▸ Actividades
a) En el fragmento sobre la enfermedad psíquica, ¿dónde viven los hombres y mujeres aymaras cuyas narraciones se observan?
b) Indica si cada afirmación concuerda con el fragmento sobre la enfermedad psíquica y cita las palabras que lo deciden: (i) Las narraciones tratan solo de la enfermedad de quienes las cuentan. (ii) Se plantea un diálogo entre antropología y psiquiatría. (iii) La cita final es de Beneduce, 2010.
c) Por favor, prolonga el fragmento sobre la enfermedad psíquica a partir de su última oración.

▸ Fragmento para leer
____

Por último, la tercera sección recorre algunos de los casos más emblemáticos de los sujetos con quienes he compartido parte de las delicadas y arduas experiencias que marcan la vida de quien sufre un trastorno psiquiátrico. Las narraciones de hombres y mujeres aymaras, habitantes de barrios periféricos de la ciudad de Arica, sobre sus experiencias de enfermedad psíquica o de sus familiares, se vuelven objeto de observación privilegiada en el interrogar, lo que configura el objetivo de un diálogo estrecho y serio entre antropología y psiquiatría: “Los matrices de la inteligibilidad de un síntoma, de un saber, de un gesto de cura, pero también los procesos institucionales que orientan y gobiernan el destino y el uso social de la enfermedad: sus nombres y su producción” (Beneduce, 2007: 16).

____

▸ Material de estudio
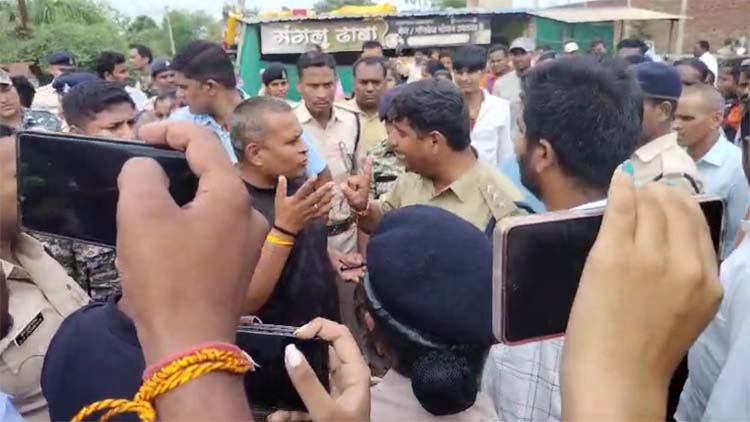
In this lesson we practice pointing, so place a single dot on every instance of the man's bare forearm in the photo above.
(267, 273)
(369, 222)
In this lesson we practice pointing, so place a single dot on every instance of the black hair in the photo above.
(472, 57)
(434, 105)
(143, 51)
(444, 381)
(636, 59)
(498, 47)
(589, 111)
(732, 69)
(106, 62)
(368, 45)
(25, 90)
(696, 64)
(203, 61)
(84, 101)
(371, 61)
(633, 43)
(315, 59)
(432, 66)
(656, 101)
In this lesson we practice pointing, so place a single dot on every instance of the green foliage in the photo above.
(142, 23)
(83, 41)
(188, 26)
(324, 6)
(87, 27)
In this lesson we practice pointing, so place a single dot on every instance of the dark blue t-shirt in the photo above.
(95, 355)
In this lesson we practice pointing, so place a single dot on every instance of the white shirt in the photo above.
(524, 380)
(712, 63)
(491, 133)
(718, 384)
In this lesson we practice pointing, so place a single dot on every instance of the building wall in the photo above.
(712, 20)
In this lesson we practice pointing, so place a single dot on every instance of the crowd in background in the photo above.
(376, 213)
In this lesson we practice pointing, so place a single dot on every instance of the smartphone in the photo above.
(268, 387)
(538, 262)
(67, 184)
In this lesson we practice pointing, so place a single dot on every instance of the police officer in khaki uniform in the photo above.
(659, 158)
(445, 172)
(41, 296)
(336, 131)
(47, 98)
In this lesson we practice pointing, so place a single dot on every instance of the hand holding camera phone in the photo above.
(538, 262)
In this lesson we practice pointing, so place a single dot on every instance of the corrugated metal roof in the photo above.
(404, 14)
(603, 14)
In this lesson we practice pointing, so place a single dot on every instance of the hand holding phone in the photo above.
(349, 400)
(649, 288)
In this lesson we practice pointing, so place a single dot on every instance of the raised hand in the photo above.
(357, 188)
(292, 213)
(649, 287)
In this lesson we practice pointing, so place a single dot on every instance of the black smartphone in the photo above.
(268, 387)
(538, 262)
(67, 184)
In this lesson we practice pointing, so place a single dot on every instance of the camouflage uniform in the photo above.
(92, 267)
(40, 120)
(386, 168)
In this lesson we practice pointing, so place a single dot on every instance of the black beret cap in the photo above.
(659, 80)
(274, 72)
(65, 82)
(61, 58)
(431, 271)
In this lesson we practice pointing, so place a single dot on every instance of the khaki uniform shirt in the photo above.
(663, 158)
(338, 143)
(41, 296)
(373, 129)
(479, 195)
(46, 99)
(393, 400)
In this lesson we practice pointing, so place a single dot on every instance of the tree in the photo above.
(142, 23)
(324, 6)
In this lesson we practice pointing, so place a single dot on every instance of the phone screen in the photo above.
(268, 387)
(543, 265)
(67, 184)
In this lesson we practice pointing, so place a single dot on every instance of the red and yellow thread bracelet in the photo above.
(170, 375)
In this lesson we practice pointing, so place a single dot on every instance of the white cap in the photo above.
(571, 47)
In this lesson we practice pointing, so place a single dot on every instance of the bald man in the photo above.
(698, 124)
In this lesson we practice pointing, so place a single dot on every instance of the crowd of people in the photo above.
(368, 222)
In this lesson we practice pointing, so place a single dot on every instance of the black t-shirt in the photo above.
(307, 286)
(94, 355)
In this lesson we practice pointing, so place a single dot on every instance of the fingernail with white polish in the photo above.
(292, 356)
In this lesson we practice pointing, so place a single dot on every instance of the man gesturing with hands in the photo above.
(294, 281)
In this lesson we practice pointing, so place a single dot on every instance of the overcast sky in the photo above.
(155, 8)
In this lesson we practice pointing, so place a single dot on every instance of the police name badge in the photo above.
(29, 329)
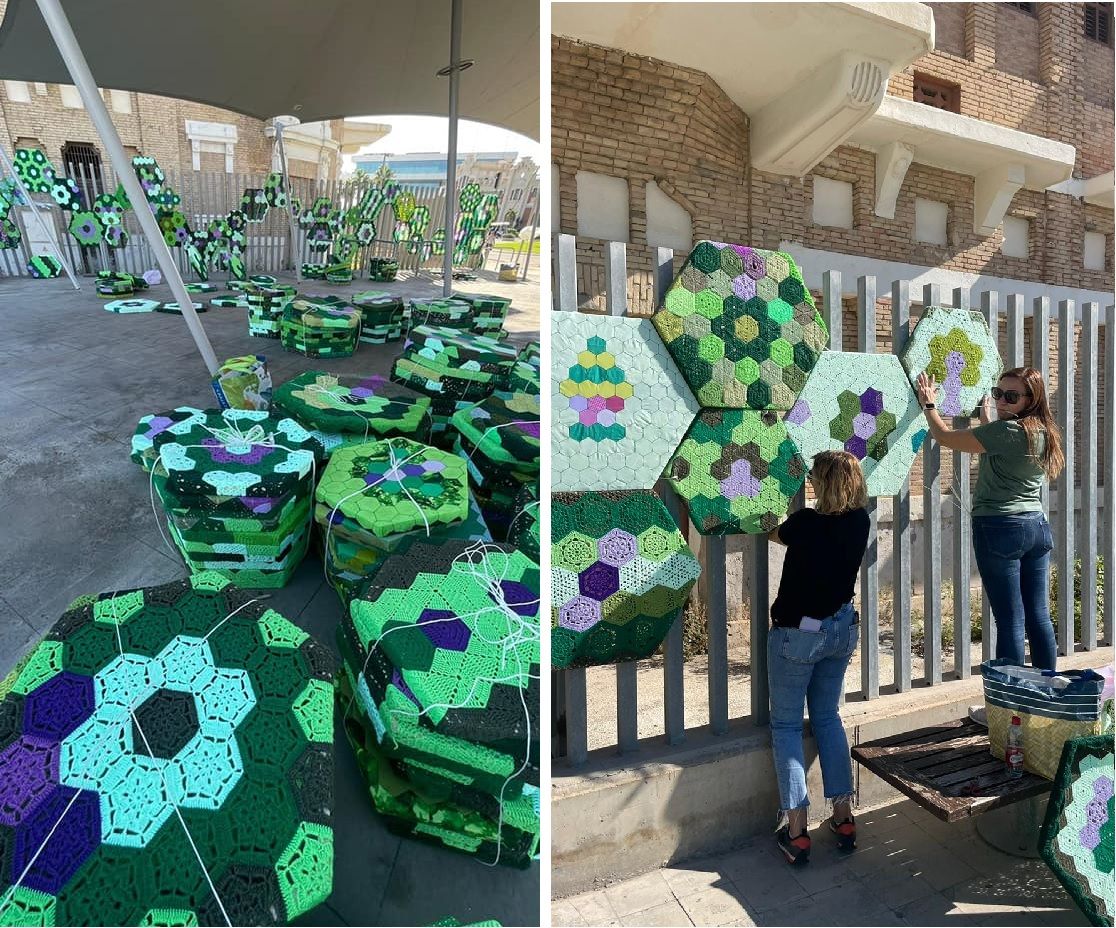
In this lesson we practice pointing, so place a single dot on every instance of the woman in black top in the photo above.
(814, 634)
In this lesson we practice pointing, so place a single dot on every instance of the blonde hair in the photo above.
(838, 482)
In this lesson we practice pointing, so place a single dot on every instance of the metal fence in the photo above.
(1077, 371)
(207, 195)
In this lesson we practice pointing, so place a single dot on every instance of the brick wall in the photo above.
(156, 127)
(637, 118)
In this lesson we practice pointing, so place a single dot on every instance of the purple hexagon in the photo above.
(67, 828)
(579, 614)
(57, 707)
(864, 425)
(28, 772)
(522, 600)
(872, 402)
(599, 581)
(857, 446)
(444, 629)
(740, 481)
(617, 548)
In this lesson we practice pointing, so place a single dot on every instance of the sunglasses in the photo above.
(1011, 396)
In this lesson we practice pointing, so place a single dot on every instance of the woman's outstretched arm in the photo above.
(955, 438)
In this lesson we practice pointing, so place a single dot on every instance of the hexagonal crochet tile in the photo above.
(154, 726)
(862, 404)
(619, 572)
(742, 327)
(395, 485)
(737, 470)
(955, 346)
(619, 403)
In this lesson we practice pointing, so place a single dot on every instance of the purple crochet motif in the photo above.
(28, 772)
(73, 838)
(740, 482)
(58, 706)
(520, 598)
(222, 455)
(444, 629)
(599, 581)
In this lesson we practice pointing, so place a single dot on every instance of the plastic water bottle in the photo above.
(1013, 754)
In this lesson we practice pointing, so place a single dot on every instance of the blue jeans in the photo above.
(808, 667)
(1013, 560)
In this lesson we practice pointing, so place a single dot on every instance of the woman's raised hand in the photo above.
(926, 388)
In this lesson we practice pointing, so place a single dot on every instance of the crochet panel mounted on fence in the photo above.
(618, 400)
(742, 327)
(621, 573)
(862, 404)
(154, 728)
(955, 347)
(737, 471)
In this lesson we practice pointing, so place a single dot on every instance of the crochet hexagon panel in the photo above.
(621, 573)
(862, 404)
(742, 327)
(154, 728)
(956, 347)
(737, 471)
(618, 402)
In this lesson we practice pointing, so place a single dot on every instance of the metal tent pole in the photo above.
(451, 157)
(78, 68)
(38, 218)
(535, 224)
(290, 206)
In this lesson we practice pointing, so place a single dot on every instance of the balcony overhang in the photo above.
(1100, 190)
(1001, 160)
(806, 74)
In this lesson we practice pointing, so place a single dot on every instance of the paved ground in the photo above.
(76, 519)
(910, 869)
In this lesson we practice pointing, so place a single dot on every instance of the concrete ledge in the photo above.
(612, 822)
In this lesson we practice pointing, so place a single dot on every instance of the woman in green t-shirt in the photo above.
(1018, 451)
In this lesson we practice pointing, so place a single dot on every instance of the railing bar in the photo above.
(627, 697)
(932, 538)
(759, 619)
(869, 567)
(962, 538)
(571, 683)
(1109, 458)
(565, 258)
(718, 638)
(1066, 550)
(1015, 344)
(674, 696)
(901, 516)
(1090, 315)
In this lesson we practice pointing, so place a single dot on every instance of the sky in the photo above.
(429, 134)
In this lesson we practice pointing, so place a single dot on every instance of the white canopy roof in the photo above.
(316, 60)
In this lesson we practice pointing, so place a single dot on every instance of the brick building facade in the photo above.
(181, 135)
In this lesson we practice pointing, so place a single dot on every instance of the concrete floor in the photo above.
(76, 519)
(908, 869)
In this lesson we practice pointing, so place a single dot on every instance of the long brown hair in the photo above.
(1037, 417)
(838, 482)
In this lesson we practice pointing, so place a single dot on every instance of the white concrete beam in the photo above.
(892, 164)
(992, 195)
(797, 129)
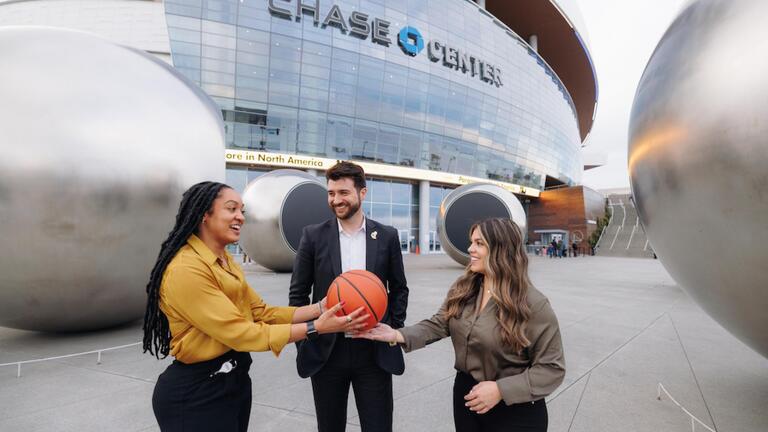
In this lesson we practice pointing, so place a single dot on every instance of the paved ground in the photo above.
(626, 327)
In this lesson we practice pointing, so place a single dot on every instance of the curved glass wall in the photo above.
(296, 87)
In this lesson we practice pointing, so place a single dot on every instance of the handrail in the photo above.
(623, 219)
(98, 358)
(605, 228)
(634, 228)
(694, 420)
(615, 236)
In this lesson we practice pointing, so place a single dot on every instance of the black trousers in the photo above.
(193, 397)
(352, 361)
(524, 417)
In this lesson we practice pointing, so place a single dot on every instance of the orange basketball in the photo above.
(359, 288)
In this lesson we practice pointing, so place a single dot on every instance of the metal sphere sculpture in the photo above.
(698, 158)
(469, 204)
(97, 144)
(278, 205)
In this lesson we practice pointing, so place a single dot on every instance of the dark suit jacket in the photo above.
(318, 262)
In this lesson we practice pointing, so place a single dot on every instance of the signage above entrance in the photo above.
(410, 40)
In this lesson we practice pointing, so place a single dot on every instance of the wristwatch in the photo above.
(312, 333)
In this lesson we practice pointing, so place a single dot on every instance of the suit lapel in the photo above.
(334, 249)
(371, 245)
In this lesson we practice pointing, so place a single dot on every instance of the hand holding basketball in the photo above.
(382, 333)
(330, 322)
(360, 288)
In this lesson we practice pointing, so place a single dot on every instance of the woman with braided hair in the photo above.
(201, 310)
(509, 355)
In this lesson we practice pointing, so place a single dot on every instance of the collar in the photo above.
(202, 249)
(362, 227)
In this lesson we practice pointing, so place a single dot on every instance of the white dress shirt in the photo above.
(352, 245)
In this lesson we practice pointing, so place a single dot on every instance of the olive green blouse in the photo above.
(480, 351)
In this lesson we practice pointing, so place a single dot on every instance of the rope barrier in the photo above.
(693, 418)
(98, 358)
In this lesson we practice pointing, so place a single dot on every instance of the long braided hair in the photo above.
(195, 202)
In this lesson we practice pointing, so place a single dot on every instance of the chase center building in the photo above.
(425, 94)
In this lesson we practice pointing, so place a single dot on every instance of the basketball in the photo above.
(359, 288)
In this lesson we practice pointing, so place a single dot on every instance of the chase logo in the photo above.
(410, 41)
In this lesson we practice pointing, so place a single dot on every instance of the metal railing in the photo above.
(693, 418)
(634, 228)
(97, 352)
(605, 228)
(623, 219)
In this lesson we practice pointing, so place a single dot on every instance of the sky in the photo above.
(622, 36)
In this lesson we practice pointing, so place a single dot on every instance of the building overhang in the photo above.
(560, 44)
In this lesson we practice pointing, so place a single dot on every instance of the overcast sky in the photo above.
(622, 35)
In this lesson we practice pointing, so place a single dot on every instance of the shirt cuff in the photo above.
(279, 334)
(284, 314)
(412, 339)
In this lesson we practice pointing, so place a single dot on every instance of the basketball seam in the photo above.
(338, 296)
(377, 281)
(370, 308)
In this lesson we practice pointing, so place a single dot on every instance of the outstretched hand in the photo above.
(328, 322)
(381, 332)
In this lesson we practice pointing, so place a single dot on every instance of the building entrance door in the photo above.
(405, 241)
(434, 242)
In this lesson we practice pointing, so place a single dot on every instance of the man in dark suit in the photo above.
(334, 361)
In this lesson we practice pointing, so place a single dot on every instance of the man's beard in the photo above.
(351, 211)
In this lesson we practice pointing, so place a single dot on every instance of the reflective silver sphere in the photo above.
(469, 204)
(97, 143)
(278, 205)
(698, 160)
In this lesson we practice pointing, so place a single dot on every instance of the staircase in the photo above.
(624, 236)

____

▸ Respuestas del ejercicio
a) En barrios periféricos de la ciudad de Arica.

b)
(i) No: «sobre sus experiencias de enfermedad psíquica o de sus familiares».
(ii) Sí: «un diálogo estrecho y serio entre antropología y psiquiatría».
(iii) No: «(Beneduce, 2007: 16)».

c)
Al comprender los itinerarios terapéuticos de mis interlocutores, los significados otorgados al desorden, las genealogías familiares implicadas y la historia migratoria que a menudo acompaña sus relatos, lo que he tratado de hacer es trazar no solo la pluralidad de elementos puestos en acto una vez que urge la búsqueda de un sentido a la enfermedad, sino también las formas históricamente definidas de la subjetividad y las puestas en juego profundamente políticas que estos sujetos migrantes representan tanto para las ciencias como para instituciones, que no pueden seguir sustrayéndose de las obligaciones propias de un mundo mestizo.

Las referencias a trabajos de la antropología médica o de la salud en esta investigación son evidentes. Hábil en describir y analizar la pluralidad de elementos que entran en movimiento toda vez que la enfermedad se presenta con su voz profundamente humana (Menéndez, 1988a), esta subdisciplina es puesta en diálogo con los desafíos propuestos por la etnopsiquiatría contemporánea y por la antropología de la violencia, como respuesta a la necesidad de ampliar su campo original de interés –el proceso de salud, enfermedad, atención–, para examinar de cerca la presencia de otras epistemologías puestas en juego para la gestión del sufrimiento de quienes pertenecen a mundos e historias múltiples y sobrepuestos: mestizos e indígenas a la vez.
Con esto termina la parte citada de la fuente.